これまで、米軍再編協議の交渉過程で、「陸上案」「浅瀬案」「沿岸案」等が様々浮上し、日米両政府間で交渉・協議がなされていたようであるが、いずれの案も沖縄県民が望むものではない。県民の圧倒的多数が強く望んでいるのは、危険な普天間飛行場の即時閉鎖・返還であり、県外・海外への移設である。日米両政府は、「沿岸案」の合意を受け、来る十月二十九日ワシントンで外務・防衛担当閣僚による安全保障協議委員会(2プラス2)を開催し、米軍再編の「中間報告」に普天間飛行場の移設を明記する段取りだという。

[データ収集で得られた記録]

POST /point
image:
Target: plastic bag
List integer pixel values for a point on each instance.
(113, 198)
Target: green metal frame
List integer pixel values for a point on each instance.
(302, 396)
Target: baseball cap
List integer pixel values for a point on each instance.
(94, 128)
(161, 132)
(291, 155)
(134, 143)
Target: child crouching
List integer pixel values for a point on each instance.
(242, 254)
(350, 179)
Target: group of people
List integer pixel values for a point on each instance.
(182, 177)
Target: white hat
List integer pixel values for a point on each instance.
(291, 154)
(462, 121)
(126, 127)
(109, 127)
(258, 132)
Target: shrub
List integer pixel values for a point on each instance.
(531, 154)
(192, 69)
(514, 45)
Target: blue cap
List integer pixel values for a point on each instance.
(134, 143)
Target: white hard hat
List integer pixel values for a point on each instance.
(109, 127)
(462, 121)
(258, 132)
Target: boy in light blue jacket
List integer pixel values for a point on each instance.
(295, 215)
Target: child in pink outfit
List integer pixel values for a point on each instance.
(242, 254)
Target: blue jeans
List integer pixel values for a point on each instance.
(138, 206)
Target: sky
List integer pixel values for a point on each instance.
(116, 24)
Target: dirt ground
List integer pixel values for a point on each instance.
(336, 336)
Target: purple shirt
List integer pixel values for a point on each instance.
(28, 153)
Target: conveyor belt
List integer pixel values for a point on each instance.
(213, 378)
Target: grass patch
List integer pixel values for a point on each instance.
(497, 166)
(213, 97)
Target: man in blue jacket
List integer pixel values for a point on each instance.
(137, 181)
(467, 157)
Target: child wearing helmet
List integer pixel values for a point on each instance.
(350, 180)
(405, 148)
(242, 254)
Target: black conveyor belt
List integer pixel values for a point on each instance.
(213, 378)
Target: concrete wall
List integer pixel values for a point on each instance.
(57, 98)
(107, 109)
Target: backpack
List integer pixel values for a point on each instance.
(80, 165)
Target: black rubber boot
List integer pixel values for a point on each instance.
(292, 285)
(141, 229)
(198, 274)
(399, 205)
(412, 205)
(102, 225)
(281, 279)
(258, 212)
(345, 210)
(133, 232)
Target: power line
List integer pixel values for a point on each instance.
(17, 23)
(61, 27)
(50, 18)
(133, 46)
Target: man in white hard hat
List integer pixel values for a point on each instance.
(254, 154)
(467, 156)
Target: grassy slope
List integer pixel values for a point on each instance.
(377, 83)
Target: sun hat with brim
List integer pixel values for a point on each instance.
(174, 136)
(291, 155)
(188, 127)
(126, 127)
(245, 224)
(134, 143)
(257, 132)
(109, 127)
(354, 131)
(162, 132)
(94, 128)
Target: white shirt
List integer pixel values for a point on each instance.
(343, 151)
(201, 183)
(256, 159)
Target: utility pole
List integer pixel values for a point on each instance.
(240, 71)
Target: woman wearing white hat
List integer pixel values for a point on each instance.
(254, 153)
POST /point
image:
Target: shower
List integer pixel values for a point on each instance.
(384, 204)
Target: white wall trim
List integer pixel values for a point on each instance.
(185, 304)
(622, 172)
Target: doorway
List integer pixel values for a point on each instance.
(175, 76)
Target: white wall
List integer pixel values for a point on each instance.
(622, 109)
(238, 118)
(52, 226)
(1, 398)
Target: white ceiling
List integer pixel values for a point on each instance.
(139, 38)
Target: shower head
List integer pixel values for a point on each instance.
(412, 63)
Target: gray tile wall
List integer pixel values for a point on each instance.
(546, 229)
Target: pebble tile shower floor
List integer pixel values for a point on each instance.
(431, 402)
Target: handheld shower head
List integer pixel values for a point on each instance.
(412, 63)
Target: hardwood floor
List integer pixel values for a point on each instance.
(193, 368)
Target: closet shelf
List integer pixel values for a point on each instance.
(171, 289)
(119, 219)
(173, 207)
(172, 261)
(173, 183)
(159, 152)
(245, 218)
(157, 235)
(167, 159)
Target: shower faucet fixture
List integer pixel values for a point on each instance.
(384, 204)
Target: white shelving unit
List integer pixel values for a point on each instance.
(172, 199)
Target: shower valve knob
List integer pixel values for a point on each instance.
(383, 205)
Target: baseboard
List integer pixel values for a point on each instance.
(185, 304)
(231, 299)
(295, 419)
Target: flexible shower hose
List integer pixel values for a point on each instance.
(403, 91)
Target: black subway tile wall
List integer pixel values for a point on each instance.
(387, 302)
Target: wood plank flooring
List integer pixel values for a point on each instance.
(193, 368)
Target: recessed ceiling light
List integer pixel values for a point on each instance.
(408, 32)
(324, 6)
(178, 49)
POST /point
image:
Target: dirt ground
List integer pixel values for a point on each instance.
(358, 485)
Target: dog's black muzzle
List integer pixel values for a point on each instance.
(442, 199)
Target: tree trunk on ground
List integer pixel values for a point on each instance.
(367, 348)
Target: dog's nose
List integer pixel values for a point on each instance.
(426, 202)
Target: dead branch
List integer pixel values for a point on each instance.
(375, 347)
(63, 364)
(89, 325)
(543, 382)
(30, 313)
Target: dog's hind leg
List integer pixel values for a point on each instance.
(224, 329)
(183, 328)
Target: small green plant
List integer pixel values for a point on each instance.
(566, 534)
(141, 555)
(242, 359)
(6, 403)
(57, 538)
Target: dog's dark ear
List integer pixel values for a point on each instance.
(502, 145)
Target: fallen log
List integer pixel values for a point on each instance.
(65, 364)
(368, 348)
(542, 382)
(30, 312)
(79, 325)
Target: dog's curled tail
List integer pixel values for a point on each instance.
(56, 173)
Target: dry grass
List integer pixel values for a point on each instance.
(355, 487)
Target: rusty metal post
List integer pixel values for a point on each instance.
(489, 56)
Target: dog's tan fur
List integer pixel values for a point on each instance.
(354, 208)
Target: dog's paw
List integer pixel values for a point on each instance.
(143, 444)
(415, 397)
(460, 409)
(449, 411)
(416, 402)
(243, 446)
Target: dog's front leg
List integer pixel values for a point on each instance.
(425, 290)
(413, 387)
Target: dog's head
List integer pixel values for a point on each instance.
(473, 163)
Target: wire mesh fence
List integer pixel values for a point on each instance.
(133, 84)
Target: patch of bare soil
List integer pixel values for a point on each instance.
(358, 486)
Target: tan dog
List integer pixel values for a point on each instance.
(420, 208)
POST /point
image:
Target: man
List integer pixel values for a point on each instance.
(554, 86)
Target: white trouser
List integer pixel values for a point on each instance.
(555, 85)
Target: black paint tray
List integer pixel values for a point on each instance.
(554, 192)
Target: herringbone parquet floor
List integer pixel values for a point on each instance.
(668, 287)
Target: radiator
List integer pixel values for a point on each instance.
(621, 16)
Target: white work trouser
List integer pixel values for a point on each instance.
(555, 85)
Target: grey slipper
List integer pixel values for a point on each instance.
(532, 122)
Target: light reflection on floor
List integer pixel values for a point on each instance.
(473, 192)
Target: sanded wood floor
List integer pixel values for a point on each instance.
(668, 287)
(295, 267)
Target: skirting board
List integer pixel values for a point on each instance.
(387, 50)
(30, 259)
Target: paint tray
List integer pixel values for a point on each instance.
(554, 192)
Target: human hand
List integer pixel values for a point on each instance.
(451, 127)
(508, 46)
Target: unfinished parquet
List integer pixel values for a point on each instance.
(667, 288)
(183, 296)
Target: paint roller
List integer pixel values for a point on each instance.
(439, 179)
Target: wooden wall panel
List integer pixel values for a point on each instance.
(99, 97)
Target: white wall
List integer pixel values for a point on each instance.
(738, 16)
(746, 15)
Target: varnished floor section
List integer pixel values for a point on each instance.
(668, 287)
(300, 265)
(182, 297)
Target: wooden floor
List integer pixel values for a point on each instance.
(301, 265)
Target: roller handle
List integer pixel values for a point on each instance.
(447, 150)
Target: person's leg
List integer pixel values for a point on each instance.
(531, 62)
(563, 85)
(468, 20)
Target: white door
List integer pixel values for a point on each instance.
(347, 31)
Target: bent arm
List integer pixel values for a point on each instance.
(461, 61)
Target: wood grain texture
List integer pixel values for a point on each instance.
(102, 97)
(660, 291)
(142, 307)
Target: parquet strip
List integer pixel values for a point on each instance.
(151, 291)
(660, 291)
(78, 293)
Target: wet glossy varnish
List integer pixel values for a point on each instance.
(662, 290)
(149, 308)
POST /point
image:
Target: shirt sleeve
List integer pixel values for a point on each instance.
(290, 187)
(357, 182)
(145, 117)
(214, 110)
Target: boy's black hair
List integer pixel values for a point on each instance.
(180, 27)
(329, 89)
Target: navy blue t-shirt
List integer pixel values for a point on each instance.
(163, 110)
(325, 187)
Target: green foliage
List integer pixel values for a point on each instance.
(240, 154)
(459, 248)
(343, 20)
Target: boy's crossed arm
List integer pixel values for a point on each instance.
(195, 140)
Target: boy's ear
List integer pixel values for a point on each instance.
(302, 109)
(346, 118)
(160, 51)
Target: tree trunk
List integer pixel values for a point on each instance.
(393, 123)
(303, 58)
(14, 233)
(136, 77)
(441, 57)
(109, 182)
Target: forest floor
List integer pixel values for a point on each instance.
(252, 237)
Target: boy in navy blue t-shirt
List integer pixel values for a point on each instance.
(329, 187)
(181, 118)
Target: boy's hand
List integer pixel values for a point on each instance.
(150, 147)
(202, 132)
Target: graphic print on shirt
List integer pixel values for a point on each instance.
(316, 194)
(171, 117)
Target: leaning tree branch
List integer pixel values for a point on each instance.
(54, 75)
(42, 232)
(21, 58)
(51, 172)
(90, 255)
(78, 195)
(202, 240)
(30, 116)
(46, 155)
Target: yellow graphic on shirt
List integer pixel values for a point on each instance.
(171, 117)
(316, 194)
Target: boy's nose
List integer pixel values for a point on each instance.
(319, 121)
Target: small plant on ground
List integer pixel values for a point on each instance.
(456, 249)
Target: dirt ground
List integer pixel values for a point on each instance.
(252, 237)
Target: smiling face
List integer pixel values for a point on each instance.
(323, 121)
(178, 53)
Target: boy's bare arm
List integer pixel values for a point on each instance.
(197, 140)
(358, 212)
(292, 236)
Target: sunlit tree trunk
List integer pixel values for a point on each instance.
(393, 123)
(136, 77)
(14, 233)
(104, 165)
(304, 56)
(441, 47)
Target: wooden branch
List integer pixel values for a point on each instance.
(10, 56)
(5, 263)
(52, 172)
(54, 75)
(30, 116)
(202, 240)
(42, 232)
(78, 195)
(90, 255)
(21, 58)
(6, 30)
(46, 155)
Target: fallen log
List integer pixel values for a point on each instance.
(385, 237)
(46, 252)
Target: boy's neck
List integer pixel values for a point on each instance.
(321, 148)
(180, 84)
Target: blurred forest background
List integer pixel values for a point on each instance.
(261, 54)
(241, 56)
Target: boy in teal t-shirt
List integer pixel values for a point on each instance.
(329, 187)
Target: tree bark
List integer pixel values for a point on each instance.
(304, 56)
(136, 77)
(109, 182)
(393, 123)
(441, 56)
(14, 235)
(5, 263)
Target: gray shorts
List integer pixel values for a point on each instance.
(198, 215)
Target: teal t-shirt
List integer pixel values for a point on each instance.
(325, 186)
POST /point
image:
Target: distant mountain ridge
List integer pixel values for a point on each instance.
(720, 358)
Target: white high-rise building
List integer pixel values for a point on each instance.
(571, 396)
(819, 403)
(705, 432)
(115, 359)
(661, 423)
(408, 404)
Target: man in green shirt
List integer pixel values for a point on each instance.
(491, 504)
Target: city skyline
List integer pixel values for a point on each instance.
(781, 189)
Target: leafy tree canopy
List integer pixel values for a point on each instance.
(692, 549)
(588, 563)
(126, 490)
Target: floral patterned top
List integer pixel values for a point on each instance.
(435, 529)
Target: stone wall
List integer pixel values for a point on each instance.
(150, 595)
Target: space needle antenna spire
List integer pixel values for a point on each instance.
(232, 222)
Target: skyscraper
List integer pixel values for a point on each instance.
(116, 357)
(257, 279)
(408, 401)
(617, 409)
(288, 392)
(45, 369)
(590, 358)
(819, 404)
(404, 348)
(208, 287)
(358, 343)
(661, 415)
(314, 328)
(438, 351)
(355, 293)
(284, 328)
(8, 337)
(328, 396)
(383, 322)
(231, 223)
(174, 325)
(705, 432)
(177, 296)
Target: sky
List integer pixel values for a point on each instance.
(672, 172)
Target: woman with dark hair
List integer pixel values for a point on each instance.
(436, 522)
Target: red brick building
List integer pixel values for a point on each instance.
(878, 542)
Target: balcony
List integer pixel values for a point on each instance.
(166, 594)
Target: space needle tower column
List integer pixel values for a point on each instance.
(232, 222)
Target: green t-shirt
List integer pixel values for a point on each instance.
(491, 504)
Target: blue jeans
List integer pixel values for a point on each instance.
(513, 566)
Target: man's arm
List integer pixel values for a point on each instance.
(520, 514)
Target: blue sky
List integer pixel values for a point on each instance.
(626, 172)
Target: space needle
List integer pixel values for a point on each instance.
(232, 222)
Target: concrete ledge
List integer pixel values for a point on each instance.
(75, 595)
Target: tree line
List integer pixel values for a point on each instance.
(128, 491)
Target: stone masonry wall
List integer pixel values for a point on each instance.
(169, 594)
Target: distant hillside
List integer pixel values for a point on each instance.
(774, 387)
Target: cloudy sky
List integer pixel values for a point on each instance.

**作業の目的 1:** 出典の文章のうち、「これまで、米軍再編協議の交渉」から「設を明記する段取りだという。」までの部分を、両端も含めて一字も変えずに書き写しなさい。
**作業の目的 2:** 出典の文章にある「県民の圧倒的多数が強く望んでいるのは、危険な普天間飛行場の即時閉鎖・返還であり、県外・海外への移設である。」という一文を英語に訳しなさい。
**作業の目的 3:**
次の(a)〜(c)が出典の文章の内容と合っているかどうかを、それぞれ「はい」か「いいえ」で答え、判断の根拠となる文章中の語句をそのまま引用しなさい。
(a) 安全保障協議委員会はワシントンで開かれる予定である。
(b) 「沿岸案」は沖縄県民が望む案だとされている。
(c) 米軍再編の「中間報告」に普天間飛行場の移設を明記する段取りだとされている。

**期待される解答 1:**
これまで、米軍再編協議の交渉過程で、「陸上案」「浅瀬案」「沿岸案」等が様々浮上し、日米両政府間で交渉・協議がなされていたようであるが、いずれの案も沖縄県民が望むものではない。県民の圧倒的多数が強く望んでいるのは、危険な普天間飛行場の即時閉鎖・返還であり、県外・海外への移設である。日米両政府は、「沿岸案」の合意を受け、来る十月二十九日ワシントンで外務・防衛担当閣僚による安全保障協議委員会(2プラス2)を開催し、米軍再編の「中間報告」に普天間飛行場の移設を明記する段取りだという。

**期待される解答 2:** What the overwhelming majority of the prefecture's residents strongly want is the immediate closure and return of the dangerous Futenma Air Station and its relocation outside the prefecture or overseas.

**期待される解答 3:**
(a) はい。「来る十月二十九日ワシントンで外務・防衛担当閣僚による安全保障協議委員会(2プラス2)を開催し」
(b) いいえ。「いずれの案も沖縄県民が望むものではない」
(c) はい。「米軍再編の「中間報告」に普天間飛行場の移設を明記する段取りだという」